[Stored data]
┄┄┄┄┄┄┄┄┄┄┄┄┄┄┄┄┄┄┄┄

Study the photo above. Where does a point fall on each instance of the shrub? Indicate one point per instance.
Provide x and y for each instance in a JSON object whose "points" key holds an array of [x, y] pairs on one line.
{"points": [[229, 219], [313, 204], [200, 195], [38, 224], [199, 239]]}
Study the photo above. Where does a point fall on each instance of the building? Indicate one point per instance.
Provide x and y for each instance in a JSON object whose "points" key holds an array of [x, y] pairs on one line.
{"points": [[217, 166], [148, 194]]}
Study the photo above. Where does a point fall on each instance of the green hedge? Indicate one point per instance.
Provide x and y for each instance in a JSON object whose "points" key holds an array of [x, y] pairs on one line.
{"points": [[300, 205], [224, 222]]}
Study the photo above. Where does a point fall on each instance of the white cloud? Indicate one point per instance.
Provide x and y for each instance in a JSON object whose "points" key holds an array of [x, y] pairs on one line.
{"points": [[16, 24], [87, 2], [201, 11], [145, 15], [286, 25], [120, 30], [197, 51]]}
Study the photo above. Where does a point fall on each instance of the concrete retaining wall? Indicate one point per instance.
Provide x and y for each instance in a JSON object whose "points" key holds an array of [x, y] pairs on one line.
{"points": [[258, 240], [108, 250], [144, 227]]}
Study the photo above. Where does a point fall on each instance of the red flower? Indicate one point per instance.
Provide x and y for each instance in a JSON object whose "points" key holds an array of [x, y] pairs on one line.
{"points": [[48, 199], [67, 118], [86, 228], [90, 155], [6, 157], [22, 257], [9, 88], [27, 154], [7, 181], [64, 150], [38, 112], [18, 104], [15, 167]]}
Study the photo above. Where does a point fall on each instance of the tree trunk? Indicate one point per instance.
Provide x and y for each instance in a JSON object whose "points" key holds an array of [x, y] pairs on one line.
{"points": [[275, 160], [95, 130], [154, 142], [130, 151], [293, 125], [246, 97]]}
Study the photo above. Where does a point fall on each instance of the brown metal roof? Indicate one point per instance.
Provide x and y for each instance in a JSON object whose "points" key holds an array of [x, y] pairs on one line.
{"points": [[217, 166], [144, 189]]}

┄┄┄┄┄┄┄┄┄┄┄┄┄┄┄┄┄┄┄┄

● EXERCISE GOAL
Transcribe all of the data, keeping every line identical.

● ANSWER BOX
Study the photo above. Where does a point fall on each instance of the shrub? Indicate one point per instance.
Provide x and y for each instance in a JSON object whose "points" key holds an array of [x, y] pairs on one line.
{"points": [[229, 219], [313, 204], [200, 195], [38, 224], [199, 239]]}
Study the photo above. Where does a point fall on each instance of the building? Indicate one point per instance.
Provide x and y for each instance in a JSON object whose "points" key holds an array of [x, y] pairs on one line.
{"points": [[217, 166], [148, 194]]}
Study the photo above. Where does a point fall on each instance of the green hedge? Indicate one point per instance.
Provide x and y for each instance in a JSON object whose "points" key holds an array of [x, y] pairs on one line.
{"points": [[300, 205], [224, 222]]}
Study the photo above. Where does a point fall on each instance of the white cloud? Indicate one point per instance.
Provide x and y for each instance in a JSON object whose "points" key holds an array of [x, y] pairs on one line.
{"points": [[16, 24], [87, 2], [201, 11], [145, 15], [286, 25], [120, 30], [197, 51]]}
Study the photo above. Where does a point fall on each instance of the concrete retaining wall? Indicate one point per instance.
Provide x and y for each instance in a JSON object whose "points" key holds an array of [x, y] pairs on one line.
{"points": [[258, 240], [108, 250], [144, 227]]}
Study the photo above. Where does a point fall on each instance of the red flower? Indicate one point per instance.
Provide x and y for each instance in a JSON object whose "points" key holds an array of [x, y] pairs on one line.
{"points": [[48, 199], [67, 118], [86, 228], [90, 155], [6, 157], [22, 257], [9, 88], [27, 154], [7, 181], [64, 150], [38, 112], [18, 104], [15, 167]]}
Study the photo above. Where does a point fall on each instance of the tree trunk? Indicate one point per instance.
Provide x and y for each instance in a JSON object whose "points" key holds an array of [x, y] pairs on one line.
{"points": [[275, 160], [95, 130], [154, 142], [130, 151], [293, 125], [246, 97]]}
Study the photo above. Where does a point fall on each instance of the brown metal roof? Indicate one point per instance.
Provide x and y for each instance in a JSON object whose "points" key holds an array of [x, y] pairs on one line.
{"points": [[217, 166], [144, 189]]}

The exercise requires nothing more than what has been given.